§ What to produce
Below are records; reproduce exactly the lines from the one that has "Target: brown animal" through the one that has "Target: rocky shore", ends included, and nothing more.

Records drawn from a dataset
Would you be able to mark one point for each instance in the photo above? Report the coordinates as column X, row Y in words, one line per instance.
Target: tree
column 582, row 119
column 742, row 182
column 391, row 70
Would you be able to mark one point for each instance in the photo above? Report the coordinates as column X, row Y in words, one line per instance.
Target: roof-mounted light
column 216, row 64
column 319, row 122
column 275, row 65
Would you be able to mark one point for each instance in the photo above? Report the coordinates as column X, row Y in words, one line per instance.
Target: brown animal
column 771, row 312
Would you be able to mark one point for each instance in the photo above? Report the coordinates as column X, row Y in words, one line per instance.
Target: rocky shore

...

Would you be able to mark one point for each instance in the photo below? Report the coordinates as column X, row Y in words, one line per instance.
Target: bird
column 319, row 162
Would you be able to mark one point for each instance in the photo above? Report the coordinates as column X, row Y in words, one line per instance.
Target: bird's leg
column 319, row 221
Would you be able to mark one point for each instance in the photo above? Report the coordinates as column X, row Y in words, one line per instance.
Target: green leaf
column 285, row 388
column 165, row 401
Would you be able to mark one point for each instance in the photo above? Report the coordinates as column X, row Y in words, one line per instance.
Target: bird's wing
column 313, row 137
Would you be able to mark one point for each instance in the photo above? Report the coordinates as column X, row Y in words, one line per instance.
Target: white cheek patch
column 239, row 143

§ Task answer
Target: brown animal
column 771, row 312
Would you be able to mark one point for each instance in the photo above? Report the coordinates as column X, row Y in words, one line per instance.
Target: rocky shore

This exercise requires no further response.